Exercise. Write out only the tail of the records, beginning at the line containing "the wooden window" and including the last line, exactly as written.

Dataset.
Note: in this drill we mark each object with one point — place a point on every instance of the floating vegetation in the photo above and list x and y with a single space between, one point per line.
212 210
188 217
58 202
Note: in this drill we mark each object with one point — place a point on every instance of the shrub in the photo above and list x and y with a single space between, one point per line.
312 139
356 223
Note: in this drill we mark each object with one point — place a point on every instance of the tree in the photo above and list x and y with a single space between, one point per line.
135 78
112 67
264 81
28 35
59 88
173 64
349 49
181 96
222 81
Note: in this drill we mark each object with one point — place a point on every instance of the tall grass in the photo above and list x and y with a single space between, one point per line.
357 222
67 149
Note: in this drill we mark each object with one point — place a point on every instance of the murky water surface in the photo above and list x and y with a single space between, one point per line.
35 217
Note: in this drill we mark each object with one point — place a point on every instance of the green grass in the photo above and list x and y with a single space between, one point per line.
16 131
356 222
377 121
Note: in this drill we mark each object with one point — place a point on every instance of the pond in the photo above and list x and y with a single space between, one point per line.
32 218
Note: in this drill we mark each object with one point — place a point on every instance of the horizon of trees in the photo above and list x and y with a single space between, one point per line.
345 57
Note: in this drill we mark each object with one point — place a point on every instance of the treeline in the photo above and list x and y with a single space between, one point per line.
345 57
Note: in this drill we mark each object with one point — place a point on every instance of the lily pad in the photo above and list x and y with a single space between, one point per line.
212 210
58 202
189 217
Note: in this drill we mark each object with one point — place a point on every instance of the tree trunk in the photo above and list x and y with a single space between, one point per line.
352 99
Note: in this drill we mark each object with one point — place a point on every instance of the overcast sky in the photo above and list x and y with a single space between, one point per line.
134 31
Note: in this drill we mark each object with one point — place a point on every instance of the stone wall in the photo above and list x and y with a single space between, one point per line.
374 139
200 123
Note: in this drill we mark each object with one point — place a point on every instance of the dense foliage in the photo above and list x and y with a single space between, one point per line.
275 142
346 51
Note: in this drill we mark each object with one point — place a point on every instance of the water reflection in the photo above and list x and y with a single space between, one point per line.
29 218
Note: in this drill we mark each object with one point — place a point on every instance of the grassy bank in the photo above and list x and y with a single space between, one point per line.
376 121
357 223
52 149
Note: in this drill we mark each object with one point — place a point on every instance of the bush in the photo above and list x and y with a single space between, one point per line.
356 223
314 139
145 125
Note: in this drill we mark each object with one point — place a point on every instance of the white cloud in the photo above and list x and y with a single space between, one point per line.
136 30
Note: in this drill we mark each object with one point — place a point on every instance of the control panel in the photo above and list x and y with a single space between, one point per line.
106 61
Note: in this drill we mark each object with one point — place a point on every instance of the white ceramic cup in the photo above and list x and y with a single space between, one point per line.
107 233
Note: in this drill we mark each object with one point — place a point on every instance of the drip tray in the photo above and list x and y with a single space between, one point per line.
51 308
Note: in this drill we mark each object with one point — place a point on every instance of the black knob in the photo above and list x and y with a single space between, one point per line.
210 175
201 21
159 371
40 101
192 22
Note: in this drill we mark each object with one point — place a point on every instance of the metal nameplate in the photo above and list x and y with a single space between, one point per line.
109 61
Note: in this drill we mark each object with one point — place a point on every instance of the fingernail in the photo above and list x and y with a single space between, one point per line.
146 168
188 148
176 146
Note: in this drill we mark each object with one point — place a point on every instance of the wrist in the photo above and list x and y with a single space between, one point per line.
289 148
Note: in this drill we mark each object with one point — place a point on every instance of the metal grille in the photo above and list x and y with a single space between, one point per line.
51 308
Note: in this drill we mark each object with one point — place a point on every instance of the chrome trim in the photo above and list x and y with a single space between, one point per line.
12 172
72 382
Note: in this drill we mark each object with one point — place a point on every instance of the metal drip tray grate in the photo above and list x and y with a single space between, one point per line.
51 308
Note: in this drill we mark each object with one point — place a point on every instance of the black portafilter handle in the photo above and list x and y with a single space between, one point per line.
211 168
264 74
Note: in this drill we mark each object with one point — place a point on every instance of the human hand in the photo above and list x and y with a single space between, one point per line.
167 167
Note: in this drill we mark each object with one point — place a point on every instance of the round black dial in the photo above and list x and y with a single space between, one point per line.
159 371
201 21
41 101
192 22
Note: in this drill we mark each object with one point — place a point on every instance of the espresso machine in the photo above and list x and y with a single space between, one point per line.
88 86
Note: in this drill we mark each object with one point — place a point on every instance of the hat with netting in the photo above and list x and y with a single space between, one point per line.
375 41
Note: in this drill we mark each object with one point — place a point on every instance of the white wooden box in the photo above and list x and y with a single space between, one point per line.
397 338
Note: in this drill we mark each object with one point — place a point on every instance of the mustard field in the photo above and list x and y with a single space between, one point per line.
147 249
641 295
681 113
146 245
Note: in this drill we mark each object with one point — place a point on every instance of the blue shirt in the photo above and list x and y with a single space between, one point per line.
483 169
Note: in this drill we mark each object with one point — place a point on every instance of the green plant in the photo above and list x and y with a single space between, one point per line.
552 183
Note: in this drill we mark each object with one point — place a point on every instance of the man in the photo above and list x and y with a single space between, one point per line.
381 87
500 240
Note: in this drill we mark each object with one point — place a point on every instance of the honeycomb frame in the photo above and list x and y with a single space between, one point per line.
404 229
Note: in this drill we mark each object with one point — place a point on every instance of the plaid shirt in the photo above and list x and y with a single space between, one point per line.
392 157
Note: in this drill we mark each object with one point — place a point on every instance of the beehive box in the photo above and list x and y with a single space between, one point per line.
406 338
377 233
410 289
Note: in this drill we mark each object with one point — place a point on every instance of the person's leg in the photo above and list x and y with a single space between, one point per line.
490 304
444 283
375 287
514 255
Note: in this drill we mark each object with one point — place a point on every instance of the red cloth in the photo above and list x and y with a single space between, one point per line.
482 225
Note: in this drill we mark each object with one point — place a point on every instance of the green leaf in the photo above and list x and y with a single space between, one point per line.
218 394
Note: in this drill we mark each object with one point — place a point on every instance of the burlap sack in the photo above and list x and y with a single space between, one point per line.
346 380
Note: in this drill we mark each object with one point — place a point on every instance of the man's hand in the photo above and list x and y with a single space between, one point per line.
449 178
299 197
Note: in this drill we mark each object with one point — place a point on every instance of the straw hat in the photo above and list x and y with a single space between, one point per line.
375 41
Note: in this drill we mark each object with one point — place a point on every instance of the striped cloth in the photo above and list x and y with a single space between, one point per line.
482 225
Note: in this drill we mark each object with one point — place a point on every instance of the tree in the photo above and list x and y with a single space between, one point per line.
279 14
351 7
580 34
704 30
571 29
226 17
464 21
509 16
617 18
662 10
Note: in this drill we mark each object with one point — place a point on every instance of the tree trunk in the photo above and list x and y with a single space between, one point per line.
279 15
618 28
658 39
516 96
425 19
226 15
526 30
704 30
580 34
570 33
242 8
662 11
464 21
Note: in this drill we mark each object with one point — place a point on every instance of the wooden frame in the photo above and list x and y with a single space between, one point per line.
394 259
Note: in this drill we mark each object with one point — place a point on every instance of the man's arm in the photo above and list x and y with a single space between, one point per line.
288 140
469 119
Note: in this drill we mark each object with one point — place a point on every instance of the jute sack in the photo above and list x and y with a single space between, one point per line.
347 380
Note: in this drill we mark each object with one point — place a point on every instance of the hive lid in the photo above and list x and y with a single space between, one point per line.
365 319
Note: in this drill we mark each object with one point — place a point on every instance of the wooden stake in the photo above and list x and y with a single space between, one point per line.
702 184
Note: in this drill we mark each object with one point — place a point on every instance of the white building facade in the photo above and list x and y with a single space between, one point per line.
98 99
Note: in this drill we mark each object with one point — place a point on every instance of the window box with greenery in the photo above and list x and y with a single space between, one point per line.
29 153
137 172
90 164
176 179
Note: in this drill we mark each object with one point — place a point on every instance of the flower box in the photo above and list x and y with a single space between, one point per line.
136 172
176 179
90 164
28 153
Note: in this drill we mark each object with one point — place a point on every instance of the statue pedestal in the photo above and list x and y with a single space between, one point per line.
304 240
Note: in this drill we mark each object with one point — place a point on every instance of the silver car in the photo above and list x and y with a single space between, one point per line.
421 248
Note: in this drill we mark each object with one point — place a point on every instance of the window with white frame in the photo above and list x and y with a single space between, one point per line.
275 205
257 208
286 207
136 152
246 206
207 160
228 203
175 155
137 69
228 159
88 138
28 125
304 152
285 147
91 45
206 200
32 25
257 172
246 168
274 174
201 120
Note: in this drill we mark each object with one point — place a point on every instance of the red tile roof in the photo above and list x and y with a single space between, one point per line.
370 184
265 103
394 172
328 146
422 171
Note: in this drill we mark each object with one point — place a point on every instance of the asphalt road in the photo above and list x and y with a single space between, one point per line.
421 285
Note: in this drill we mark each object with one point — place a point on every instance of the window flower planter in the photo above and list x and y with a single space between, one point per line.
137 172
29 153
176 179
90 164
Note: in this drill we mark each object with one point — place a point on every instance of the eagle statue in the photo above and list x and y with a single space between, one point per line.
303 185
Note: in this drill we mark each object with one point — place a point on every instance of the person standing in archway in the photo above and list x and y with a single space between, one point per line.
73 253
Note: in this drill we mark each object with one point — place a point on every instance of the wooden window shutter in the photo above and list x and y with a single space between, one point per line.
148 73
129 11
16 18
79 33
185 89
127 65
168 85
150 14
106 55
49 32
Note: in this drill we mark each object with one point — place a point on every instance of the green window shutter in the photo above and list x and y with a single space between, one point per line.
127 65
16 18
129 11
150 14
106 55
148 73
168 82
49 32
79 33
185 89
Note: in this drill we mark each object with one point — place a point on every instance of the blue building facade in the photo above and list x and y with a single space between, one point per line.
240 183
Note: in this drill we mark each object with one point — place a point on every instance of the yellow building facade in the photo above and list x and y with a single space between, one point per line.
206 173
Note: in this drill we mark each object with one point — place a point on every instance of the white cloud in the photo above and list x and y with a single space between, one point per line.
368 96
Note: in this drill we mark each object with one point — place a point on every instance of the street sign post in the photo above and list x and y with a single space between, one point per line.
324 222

Exercise solution.
Note: in this drill we mark each object with one point — place a point on every instance of the wooden window shutter in the photo above and list x and y with a single space between, one point per line.
148 73
129 11
16 18
79 33
185 89
127 65
168 85
150 14
106 55
49 32
Note: in this drill we mark each object with one point — place a point on every instance of the green window shutter in the photo above and list x and y with a single space between, one point per line.
127 65
16 18
129 11
150 14
106 55
148 73
168 82
49 32
79 33
185 89
Note: in this drill we mark each object with one point — place a point on every instance of the blue building facade in the photo above and list x and y with a single space between, one point per line.
240 183
Note: in this drill we mark each object with one point — place a point on every instance of the yellow building facade in the photo above and list x and y with a single space between, one point per line.
206 173
Note: in this drill we mark each object with one point — place a point on every instance of the white cloud in the photo above and list x and y with a single space between, one point per line.
368 96
Note: in this drill we mark each object with one point — place a point on every instance of the street sign post in the photo above and list x and y with a single space between, one point per line.
324 222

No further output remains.